A Cause for Concern?

Like anything else, there's potentially two sides to the story. There also have been a few studies that point to potential pitfalls of consuming chile peppers.

  • The NCBI found increased skin carcinogenesis in mice to be associated with chronic, long-term topical capsaicin exposure when the mice were also treated with a tumor promoter. Suggesting results could imply using caution in topical capsaicin application in the presence of a tumor promoter, such as sunlight.
  • A 2002 study that analyzed patients diagnosed with gallbladder cancer in Chile, found that those with the disease were, statistically speaking, of lower social-economic levels, had a much longer history of gallstone disease as well as a dietary pattern of low fresh fruit intake and high red chile pepper consumption.
  • An interview study of male hospital patients with cancers of the oral cavity linked red chili powder usage (or was it chile powder?) as a two-to-threefold risk factor; with increased dosage linked to increased risk. Though, perhaps these affects can be offset as the same study also found a protective affect from daily vegetable servings as well as once a week fish consumption. Lower levels of fat consumption and tea drinking was also associated with elevated risk levels.
  • A population based study in Mexico City during 1989-1990 found a strong risk factor of gastric cancer for people who were chile pepper consumers. Furthermore, the statistics showed increased consumption led to increased risk. However, when consumption was measured based on frequency per day, no statistically significant trend was observed between consumption frequency and increased risk.

Like the other studies presented, these studies didn't show that consumption/use of chile peppers caused these ailments. Only that a statistical connection existed between the consumption/use of chiles to the outcomes in those studies.

So What Does This Mean?

In our opinion, the most concerning of the risk assessment studies was the Mexico City study that observed a statistical connection between chile consumption and gastric cancer. While concerning, the study implied that people who moderated their intake, even among those who ate them frequently, fared significantly better than those who described themselves as heavy chile pepper consumers.

From our perspective, the pros outweigh the cons. One, they're rich in Vitamins, minerals and antioxidants. Secondly, the two longevity studies, to us, provides the strongest argument as they would seem to factor all the variables into a single outcome. Those two independent studies, conducted on two different continents, found that people who eat spicy food/chiles tend to live longer.

Furthermore, the longevity study conducted in China observed that people who eat spicy food more often tended to live longest. It's interesting that in the Mexico City study, that the frequency of intake didn't affect risk, but the level of consumption did. Perhaps more often is better than more, and moderation is best. Hmmm... Where have we heard that before?

That works for us! Enjoy responsibly.

GIVEN RECORDS =
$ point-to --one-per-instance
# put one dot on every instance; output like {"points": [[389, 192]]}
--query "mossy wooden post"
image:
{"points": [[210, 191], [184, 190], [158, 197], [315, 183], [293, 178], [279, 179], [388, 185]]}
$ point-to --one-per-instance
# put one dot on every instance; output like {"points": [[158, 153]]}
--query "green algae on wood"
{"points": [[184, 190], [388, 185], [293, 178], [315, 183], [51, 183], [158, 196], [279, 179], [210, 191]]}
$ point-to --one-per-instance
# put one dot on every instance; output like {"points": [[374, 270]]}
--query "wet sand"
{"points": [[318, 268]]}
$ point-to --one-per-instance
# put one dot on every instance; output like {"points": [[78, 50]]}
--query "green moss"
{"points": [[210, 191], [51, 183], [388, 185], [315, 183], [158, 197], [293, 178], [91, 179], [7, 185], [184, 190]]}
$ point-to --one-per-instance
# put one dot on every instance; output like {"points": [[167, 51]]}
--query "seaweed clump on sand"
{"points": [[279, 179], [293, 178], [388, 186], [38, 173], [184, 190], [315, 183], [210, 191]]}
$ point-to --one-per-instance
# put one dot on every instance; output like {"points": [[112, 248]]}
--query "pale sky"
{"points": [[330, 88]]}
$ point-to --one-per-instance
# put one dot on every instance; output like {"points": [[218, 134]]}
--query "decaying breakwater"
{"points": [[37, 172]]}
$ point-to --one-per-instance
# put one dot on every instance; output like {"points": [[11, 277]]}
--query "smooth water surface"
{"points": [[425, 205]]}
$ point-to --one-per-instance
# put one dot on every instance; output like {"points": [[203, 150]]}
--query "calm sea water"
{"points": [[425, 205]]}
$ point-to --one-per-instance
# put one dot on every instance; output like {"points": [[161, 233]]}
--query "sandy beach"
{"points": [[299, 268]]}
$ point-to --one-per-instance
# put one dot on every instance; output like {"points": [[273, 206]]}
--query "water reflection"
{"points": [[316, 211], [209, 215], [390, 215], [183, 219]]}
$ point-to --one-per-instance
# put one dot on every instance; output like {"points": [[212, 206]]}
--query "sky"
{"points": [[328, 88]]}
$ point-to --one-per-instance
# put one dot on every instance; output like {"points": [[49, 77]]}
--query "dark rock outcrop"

WHAT NEEDS TO BE DONE =
Copy out the part of the chile pepper passage above from "Like the other" up to and including "Does This Mean?", word for word.

SOLUTION TO THE EXERCISE =
Like the other studies presented, these studies didn't show that consumption/use of chile peppers caused these ailments. Only that a statistical connection existed between the consumption/use of chiles to the outcomes in those studies.

So What Does This Mean?